- **PROBLEM**
Transcribe the entries exactly; images are not part of the copy.

Content starts

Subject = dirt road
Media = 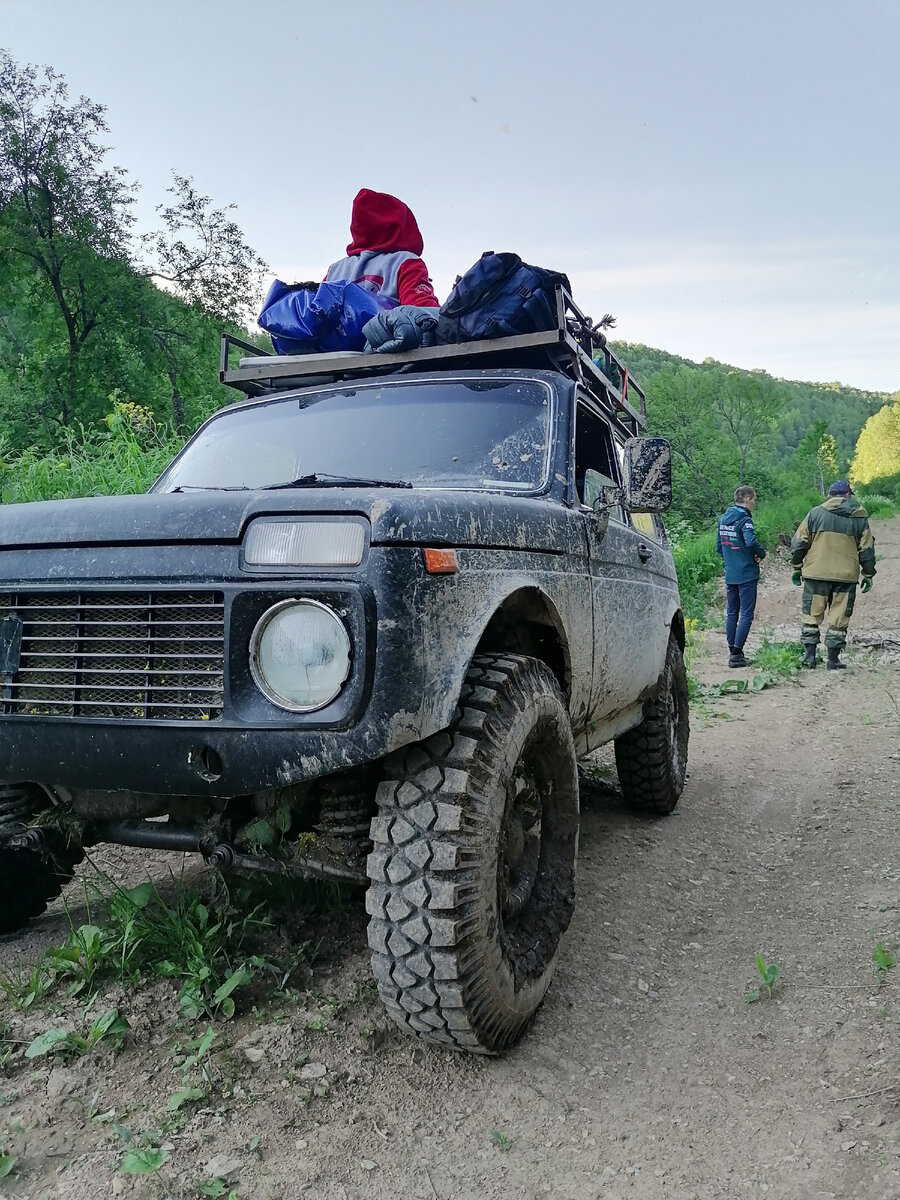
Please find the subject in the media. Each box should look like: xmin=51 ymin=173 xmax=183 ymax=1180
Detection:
xmin=1 ymin=520 xmax=898 ymax=1200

Content ends

- **OUTPUT BELOW**
Subject = dirt road
Media = 
Please find the subject in the media. Each box should look like: xmin=51 ymin=173 xmax=183 ymax=1180
Detection:
xmin=1 ymin=520 xmax=898 ymax=1200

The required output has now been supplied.